Natural-language object grounding data
★ ★ ★
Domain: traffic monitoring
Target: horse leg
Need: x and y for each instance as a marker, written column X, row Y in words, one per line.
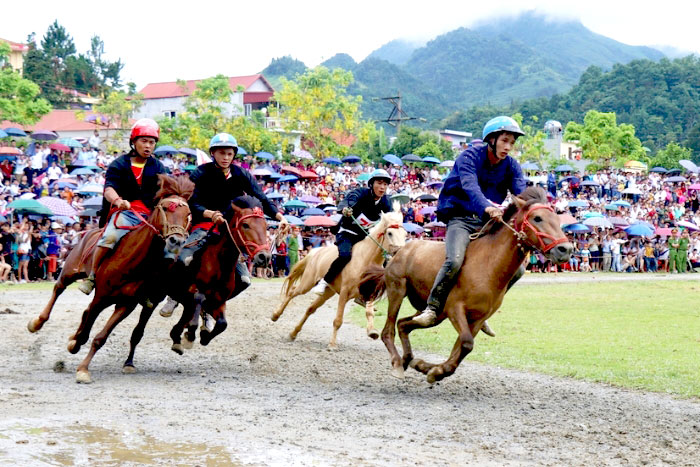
column 309, row 311
column 136, row 335
column 82, row 374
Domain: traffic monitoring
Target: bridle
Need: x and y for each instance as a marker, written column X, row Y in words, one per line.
column 250, row 248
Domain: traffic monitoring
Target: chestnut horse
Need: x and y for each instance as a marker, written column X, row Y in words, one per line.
column 214, row 281
column 129, row 275
column 387, row 234
column 490, row 263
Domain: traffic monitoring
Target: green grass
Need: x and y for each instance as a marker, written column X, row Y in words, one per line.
column 643, row 335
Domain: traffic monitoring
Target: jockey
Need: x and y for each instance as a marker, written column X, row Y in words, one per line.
column 216, row 184
column 131, row 184
column 482, row 175
column 365, row 204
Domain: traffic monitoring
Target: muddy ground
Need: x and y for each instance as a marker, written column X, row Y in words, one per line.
column 253, row 398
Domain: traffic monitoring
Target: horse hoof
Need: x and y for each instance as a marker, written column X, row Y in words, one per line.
column 33, row 325
column 83, row 377
column 73, row 346
column 398, row 373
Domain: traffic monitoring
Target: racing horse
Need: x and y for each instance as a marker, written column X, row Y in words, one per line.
column 213, row 282
column 491, row 261
column 126, row 279
column 388, row 234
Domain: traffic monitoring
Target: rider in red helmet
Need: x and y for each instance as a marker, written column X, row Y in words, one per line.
column 131, row 184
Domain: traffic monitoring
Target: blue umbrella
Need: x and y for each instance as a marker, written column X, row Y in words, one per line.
column 11, row 131
column 162, row 150
column 392, row 158
column 639, row 230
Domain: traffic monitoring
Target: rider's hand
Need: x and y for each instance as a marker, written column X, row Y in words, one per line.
column 494, row 212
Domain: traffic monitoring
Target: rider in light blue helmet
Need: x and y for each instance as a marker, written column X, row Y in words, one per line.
column 479, row 182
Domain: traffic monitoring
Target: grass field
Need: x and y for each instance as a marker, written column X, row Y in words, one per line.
column 643, row 335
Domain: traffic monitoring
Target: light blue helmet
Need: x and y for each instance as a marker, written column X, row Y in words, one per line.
column 223, row 140
column 379, row 174
column 501, row 123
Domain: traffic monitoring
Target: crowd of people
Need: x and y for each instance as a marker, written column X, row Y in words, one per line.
column 32, row 248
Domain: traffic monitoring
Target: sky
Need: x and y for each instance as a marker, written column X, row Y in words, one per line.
column 164, row 41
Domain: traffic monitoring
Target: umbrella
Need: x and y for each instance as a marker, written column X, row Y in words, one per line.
column 12, row 131
column 413, row 228
column 313, row 212
column 431, row 160
column 58, row 206
column 639, row 230
column 294, row 220
column 410, row 158
column 44, row 135
column 295, row 203
column 392, row 158
column 30, row 206
column 162, row 150
column 564, row 168
column 319, row 221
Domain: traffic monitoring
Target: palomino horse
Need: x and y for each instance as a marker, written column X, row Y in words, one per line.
column 388, row 235
column 491, row 261
column 214, row 281
column 126, row 279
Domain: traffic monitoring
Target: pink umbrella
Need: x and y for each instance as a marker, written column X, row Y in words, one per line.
column 58, row 206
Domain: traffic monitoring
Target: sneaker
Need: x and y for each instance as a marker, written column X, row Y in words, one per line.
column 320, row 288
column 426, row 318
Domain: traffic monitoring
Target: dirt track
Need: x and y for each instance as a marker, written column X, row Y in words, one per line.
column 252, row 397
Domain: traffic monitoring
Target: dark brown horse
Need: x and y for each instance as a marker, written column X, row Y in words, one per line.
column 490, row 263
column 129, row 276
column 214, row 280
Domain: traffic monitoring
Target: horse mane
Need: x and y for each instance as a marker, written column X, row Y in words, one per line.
column 531, row 195
column 174, row 186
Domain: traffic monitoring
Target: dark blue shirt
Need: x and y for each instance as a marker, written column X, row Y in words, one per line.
column 474, row 181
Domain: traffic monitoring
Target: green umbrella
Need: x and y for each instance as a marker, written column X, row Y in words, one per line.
column 30, row 206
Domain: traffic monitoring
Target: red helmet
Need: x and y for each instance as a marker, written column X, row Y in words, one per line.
column 145, row 127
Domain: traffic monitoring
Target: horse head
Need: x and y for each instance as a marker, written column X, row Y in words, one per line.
column 538, row 225
column 390, row 231
column 171, row 216
column 248, row 229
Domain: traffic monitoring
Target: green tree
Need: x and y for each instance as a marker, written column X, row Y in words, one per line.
column 19, row 97
column 318, row 104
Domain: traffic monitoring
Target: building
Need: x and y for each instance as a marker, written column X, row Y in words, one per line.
column 250, row 93
column 17, row 53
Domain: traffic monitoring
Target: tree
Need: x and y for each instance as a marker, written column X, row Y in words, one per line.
column 19, row 101
column 317, row 102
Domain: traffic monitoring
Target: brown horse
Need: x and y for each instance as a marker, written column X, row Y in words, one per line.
column 388, row 233
column 214, row 280
column 490, row 263
column 126, row 277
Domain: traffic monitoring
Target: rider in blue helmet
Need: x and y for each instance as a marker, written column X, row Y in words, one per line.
column 479, row 182
column 369, row 202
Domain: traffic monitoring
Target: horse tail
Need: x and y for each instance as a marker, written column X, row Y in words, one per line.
column 294, row 276
column 372, row 283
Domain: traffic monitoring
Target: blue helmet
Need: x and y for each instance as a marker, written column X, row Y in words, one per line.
column 223, row 140
column 499, row 124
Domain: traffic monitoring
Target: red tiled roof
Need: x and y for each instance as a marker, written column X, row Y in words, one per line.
column 172, row 89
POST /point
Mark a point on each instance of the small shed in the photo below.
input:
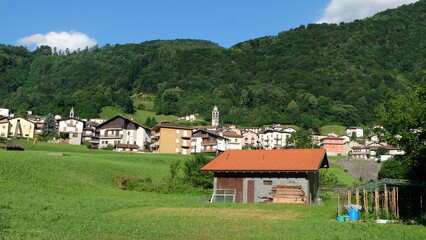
(256, 176)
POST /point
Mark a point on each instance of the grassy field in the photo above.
(74, 197)
(139, 116)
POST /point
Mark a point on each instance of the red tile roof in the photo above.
(232, 134)
(280, 160)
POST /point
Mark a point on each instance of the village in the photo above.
(124, 134)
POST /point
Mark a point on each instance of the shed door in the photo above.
(250, 191)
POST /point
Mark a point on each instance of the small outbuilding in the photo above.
(256, 176)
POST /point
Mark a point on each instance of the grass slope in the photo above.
(139, 116)
(73, 197)
(337, 129)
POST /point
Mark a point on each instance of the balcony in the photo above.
(185, 145)
(155, 135)
(111, 136)
(185, 136)
(206, 143)
(155, 145)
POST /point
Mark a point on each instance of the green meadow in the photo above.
(44, 196)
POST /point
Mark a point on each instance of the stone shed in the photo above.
(253, 176)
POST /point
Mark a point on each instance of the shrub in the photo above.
(394, 168)
(87, 144)
(140, 106)
(109, 147)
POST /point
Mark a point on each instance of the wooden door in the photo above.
(250, 191)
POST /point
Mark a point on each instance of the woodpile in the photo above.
(286, 193)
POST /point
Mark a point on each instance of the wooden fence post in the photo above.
(376, 193)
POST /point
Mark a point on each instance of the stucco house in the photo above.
(334, 146)
(171, 138)
(124, 134)
(21, 127)
(357, 131)
(273, 139)
(74, 128)
(250, 138)
(205, 141)
(245, 176)
(235, 140)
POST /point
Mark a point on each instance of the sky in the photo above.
(80, 23)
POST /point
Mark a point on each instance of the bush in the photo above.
(393, 168)
(192, 174)
(87, 144)
(109, 147)
(140, 106)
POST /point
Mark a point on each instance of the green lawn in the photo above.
(139, 116)
(74, 197)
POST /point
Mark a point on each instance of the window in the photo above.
(223, 195)
(267, 182)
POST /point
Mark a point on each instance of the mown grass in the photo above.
(139, 116)
(74, 197)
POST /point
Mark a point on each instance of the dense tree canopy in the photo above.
(310, 76)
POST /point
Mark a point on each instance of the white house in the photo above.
(205, 141)
(124, 134)
(235, 140)
(273, 139)
(359, 132)
(4, 112)
(74, 127)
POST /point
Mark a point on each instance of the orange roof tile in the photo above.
(279, 160)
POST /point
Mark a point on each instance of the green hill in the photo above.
(74, 197)
(312, 75)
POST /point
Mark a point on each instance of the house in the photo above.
(4, 127)
(21, 127)
(4, 112)
(248, 176)
(124, 134)
(250, 138)
(357, 131)
(273, 139)
(91, 134)
(74, 128)
(171, 138)
(334, 146)
(252, 129)
(360, 152)
(235, 140)
(392, 150)
(205, 141)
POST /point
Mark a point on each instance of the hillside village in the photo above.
(124, 134)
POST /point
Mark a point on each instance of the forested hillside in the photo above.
(310, 76)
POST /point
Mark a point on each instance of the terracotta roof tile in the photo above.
(280, 160)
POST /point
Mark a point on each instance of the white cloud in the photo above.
(348, 10)
(61, 40)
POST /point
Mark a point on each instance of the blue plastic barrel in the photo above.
(353, 214)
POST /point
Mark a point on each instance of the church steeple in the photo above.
(215, 117)
(72, 112)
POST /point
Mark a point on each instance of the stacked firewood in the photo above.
(286, 193)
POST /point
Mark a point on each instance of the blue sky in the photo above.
(87, 22)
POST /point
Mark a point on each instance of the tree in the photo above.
(49, 125)
(302, 139)
(381, 151)
(404, 121)
(148, 122)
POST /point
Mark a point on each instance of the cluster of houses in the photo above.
(346, 145)
(125, 134)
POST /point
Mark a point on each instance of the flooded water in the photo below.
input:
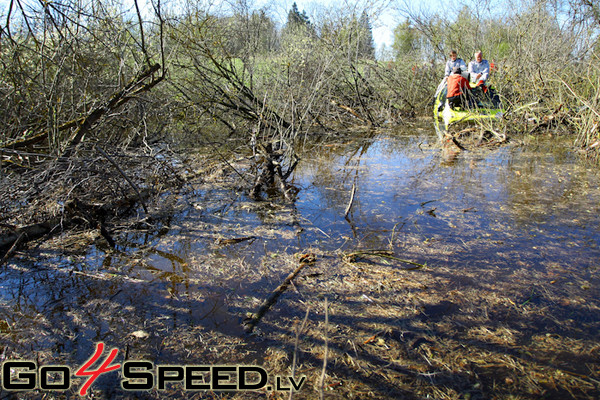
(535, 207)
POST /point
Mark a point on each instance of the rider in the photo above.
(459, 91)
(479, 70)
(454, 61)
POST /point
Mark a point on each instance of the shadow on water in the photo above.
(520, 222)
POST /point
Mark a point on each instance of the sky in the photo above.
(383, 24)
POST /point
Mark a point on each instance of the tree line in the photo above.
(75, 71)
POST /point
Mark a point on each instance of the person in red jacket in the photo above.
(459, 91)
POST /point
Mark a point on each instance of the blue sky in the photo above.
(383, 23)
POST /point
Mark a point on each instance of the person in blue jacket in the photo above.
(479, 69)
(454, 61)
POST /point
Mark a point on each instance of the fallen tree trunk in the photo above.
(76, 213)
(305, 260)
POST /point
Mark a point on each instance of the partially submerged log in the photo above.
(250, 324)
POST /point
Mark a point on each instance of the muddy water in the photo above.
(535, 206)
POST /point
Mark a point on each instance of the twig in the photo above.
(124, 176)
(12, 249)
(272, 299)
(295, 359)
(322, 380)
(380, 253)
(351, 201)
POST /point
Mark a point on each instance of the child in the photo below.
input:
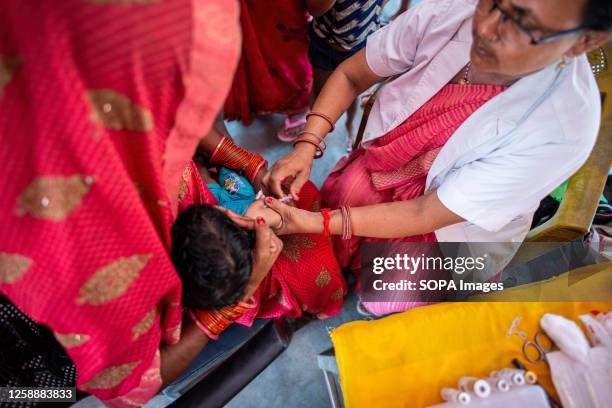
(212, 254)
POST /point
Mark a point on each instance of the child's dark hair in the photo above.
(212, 256)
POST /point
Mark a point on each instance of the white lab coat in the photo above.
(508, 155)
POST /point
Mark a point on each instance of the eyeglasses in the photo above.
(506, 16)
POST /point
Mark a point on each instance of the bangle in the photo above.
(305, 132)
(326, 219)
(320, 141)
(227, 154)
(319, 153)
(322, 116)
(200, 326)
(347, 228)
(213, 322)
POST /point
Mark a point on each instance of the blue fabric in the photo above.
(325, 57)
(233, 192)
(348, 23)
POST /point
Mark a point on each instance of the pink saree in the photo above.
(274, 74)
(103, 103)
(395, 167)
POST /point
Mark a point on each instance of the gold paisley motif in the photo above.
(337, 295)
(53, 198)
(323, 279)
(117, 112)
(144, 325)
(293, 244)
(111, 377)
(112, 280)
(71, 340)
(8, 66)
(13, 266)
(122, 2)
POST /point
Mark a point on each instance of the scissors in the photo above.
(534, 350)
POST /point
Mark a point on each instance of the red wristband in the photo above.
(326, 219)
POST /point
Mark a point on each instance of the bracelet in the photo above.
(213, 322)
(319, 153)
(201, 326)
(326, 219)
(320, 141)
(322, 116)
(305, 132)
(347, 228)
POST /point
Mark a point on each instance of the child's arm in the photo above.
(257, 209)
(319, 7)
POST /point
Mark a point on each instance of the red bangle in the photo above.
(322, 116)
(319, 153)
(326, 219)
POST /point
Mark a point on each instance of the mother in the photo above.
(492, 107)
(103, 105)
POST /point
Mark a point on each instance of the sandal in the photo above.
(291, 130)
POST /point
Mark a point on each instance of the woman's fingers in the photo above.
(276, 245)
(297, 185)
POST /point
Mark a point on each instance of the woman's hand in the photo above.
(294, 169)
(267, 248)
(295, 220)
(259, 184)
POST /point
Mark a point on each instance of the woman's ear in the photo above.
(589, 41)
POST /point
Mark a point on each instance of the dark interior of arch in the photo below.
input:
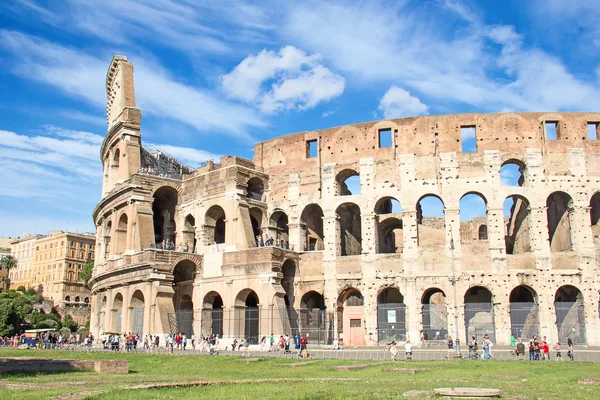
(478, 294)
(184, 271)
(522, 294)
(255, 189)
(517, 237)
(350, 229)
(390, 295)
(312, 220)
(568, 294)
(163, 209)
(559, 224)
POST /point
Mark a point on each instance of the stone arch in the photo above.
(121, 234)
(137, 305)
(524, 312)
(349, 226)
(164, 209)
(311, 225)
(212, 314)
(435, 314)
(570, 314)
(255, 189)
(247, 310)
(479, 313)
(516, 232)
(347, 182)
(431, 223)
(559, 206)
(513, 172)
(215, 224)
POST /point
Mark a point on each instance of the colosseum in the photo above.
(354, 232)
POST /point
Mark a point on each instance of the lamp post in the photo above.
(453, 280)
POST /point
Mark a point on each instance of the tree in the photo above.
(8, 263)
(87, 271)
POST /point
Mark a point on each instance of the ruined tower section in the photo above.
(121, 148)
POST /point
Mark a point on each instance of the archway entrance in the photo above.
(524, 320)
(391, 316)
(570, 317)
(435, 314)
(212, 314)
(351, 318)
(479, 313)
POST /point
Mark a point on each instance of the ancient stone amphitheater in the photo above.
(365, 237)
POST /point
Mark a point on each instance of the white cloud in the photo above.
(398, 103)
(83, 76)
(297, 80)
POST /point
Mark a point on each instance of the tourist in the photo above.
(570, 349)
(520, 350)
(450, 344)
(408, 350)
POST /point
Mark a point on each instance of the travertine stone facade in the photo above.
(374, 265)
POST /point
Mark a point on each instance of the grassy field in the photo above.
(232, 378)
★ ★ ★
▸ Task statement
All lines above in which the word "light" occurs should be identified and copied.

▸ Output
Target: rider in light blue helmet
Target: light blue helmet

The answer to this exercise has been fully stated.